PASSAGE PROVIDED:
Wednesday, 10 October 2012

Wally, Lippy and the Guy Who Bought Laurel and Hardy

The marketers had a bit of a different job when it came to the Hanna-Barbera cartoons in 1962. The studio’s first series (Ruff and Reddy) had been bought by a network and then ad agencies were hit up for sponsors. Same thing with The Flintstones and Top Cat. The Huckleberry Hound, Quick Draw McGraw and Yogi Bear shows were bought by Kellogg’s and then the Leo Burnett agency found stations that would take the full half hours, complete with commercials.

But when the studio developed what people today prefer calling “the new Hanna-Barbera cartoon series” in early 1962, it had to go and pitch the cartoons themselves to individual TV stations. Here are some two-pages ads placed in the trade publication Broadcaster magazine. The first pair is from the edition of January 29, 1962, the second from July 7, 1962. Nowhere in the ads is the three-cartoon block called “The New Hanna-Barbera Cartoon Series” nor is the term even used to describe it.






And reader Jade-Amethyst Scales found another Broadcasting ad for Wally, Lippy and Touche, dated January 28, 1963.



Something else had happened between the time the first H-B cartoon appeared on screens at the end of 1957 and when Screen Gems was pitching Lippy, Touché and Wally a little over four years later—the short-lasting boom in prime-time cartoons. The success of The Flintstones in the 1960-61 season resulted in networks hunting for animated shows for the following season. Alvin, Calvin and the Colonel, Top Cat, The Bullwinkle Show and Beanie and Cecil all showed up on prime time. All but Bullwinkle lasted only one poorly-rated season and they high-tailed it to the safe confines of weekend morning kid programming.

However, buoyed by their entry into the prime-time line-up, several of the cartoon studios started kicking around concepts for other shows to compete for air-time in syndication against Hanna-Barbera’s new three-some. Broadcasting gave a capsulised version of each in its edition of February 12, 1962. I have left the spellings intact.

Just a quick note if you’re unfamiliar with the studios: Creston Studios was set up in 1961 by commercial house TV Spots to produce all its televised animated shows. TV Spots had animated the second bunch of Crusader Rabbit cartoons that came out in 1958 and had a pilot for the Sir Loin cartoon in 1960. Bob Clampett, of course, was behind Beanie and Cecil; his Snowball studio seems to have been beset with funding problems and network interference. Larry Harmon had produced Bozo the Clown and some of the Popeye TV cartoons that aired in syndication in 1960 and completed a pilot that year for a version of The Adventures of Tintin in colour. UPA and Tom Terrific should be well-known to readers here. Space Age Productions is a new one on me.


Animation
Beetle Bailey—The King Features comic strip of the same name is the basis for this seven-minute animated cartoon series which Creston Studios is producing. Howard Morris, Allen Melvin, June Foray and Dave Garry
[may be a typo for Dave Barry] provide the voices. Gerald Ray is producer-director; Bob Gannon executive producer.
The Edgar Bergen Show—The noted radio ventriloquist and his two best-known dummies, Charlie McCarthy and Mortimer Snerd, perform as animated characters in this half-hour cartoon series by Bob Clampett Cartoons. Mr. Bergen will introduce each broadcast live.

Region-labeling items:
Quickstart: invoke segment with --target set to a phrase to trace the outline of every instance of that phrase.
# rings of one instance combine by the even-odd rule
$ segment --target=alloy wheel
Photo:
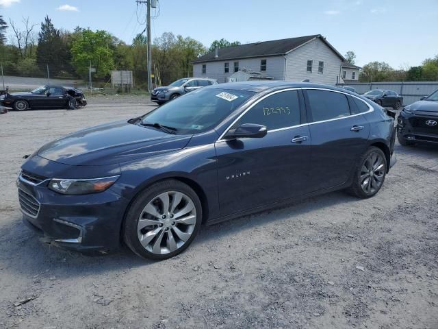
[[[16,101],[15,103],[15,108],[18,111],[23,111],[27,108],[27,104],[25,101]]]
[[[169,254],[189,240],[196,223],[196,209],[192,199],[181,192],[168,191],[153,197],[143,208],[137,234],[148,252]]]
[[[362,164],[361,169],[361,186],[367,194],[374,193],[380,188],[386,166],[385,159],[377,152],[372,152]]]

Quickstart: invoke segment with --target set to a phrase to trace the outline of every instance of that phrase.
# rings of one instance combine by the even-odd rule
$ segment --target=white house
[[[244,70],[276,80],[334,85],[344,83],[342,70],[355,69],[345,66],[345,60],[325,38],[317,34],[216,49],[193,61],[193,76],[227,82],[230,75]],[[355,68],[359,77],[360,68]]]
[[[339,83],[351,84],[353,82],[359,82],[359,70],[362,69],[352,64],[343,62],[341,64],[341,73]]]

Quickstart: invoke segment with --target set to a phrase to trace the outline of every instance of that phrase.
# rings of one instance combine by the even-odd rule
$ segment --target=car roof
[[[319,88],[324,89],[329,89],[333,90],[342,91],[342,93],[351,93],[347,89],[343,89],[337,87],[333,87],[326,84],[312,84],[310,82],[287,82],[284,81],[245,81],[242,82],[228,82],[224,84],[218,84],[214,86],[209,86],[206,88],[216,89],[229,89],[229,90],[248,90],[259,93],[261,91],[268,90],[269,89],[276,89],[280,88]]]

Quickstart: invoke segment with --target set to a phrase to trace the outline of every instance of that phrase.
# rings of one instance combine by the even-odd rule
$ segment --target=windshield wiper
[[[165,132],[167,132],[168,134],[175,134],[175,132],[178,130],[177,128],[174,128],[173,127],[160,125],[157,122],[155,122],[155,123],[148,123],[142,122],[140,125],[144,127],[153,127],[154,128],[161,129],[162,130],[163,130]]]

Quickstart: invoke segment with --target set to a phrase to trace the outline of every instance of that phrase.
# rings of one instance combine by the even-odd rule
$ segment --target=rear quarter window
[[[345,94],[328,90],[307,90],[312,121],[323,121],[350,115]]]
[[[370,110],[370,107],[364,101],[348,96],[348,101],[350,102],[350,110],[352,114],[365,113]]]

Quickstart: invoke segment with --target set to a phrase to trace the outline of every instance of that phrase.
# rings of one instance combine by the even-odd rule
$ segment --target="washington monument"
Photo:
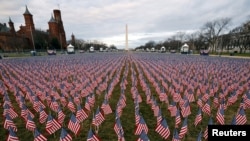
[[[128,25],[126,24],[126,42],[125,42],[125,50],[128,50]]]

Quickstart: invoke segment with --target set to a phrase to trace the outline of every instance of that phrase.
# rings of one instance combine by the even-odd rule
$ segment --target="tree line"
[[[239,53],[250,50],[250,19],[230,30],[231,21],[231,18],[208,21],[193,33],[180,31],[165,41],[155,42],[151,40],[135,49],[146,50],[154,47],[159,50],[164,46],[169,51],[180,50],[181,46],[187,43],[191,50],[209,49],[212,53],[236,48]]]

YOUR INSTRUCTIONS:
Transcribe the stretch of the Hanna-Barbera post from "And reader Jade-Amethyst" through "morning kid programming.". Work from the Hanna-Barbera post alone, setting the listing aside.

ANSWER TO THIS TASK:
And reader Jade-Amethyst Scales found another Broadcasting ad for Wally, Lippy and Touche, dated January 28, 1963.



Something else had happened between the time the first H-B cartoon appeared on screens at the end of 1957 and when Screen Gems was pitching Lippy, Touché and Wally a little over four years later—the short-lasting boom in prime-time cartoons. The success of The Flintstones in the 1960-61 season resulted in networks hunting for animated shows for the following season. Alvin, Calvin and the Colonel, Top Cat, The Bullwinkle Show and Beanie and Cecil all showed up on prime time. All but Bullwinkle lasted only one poorly-rated season and they high-tailed it to the safe confines of weekend morning kid programming.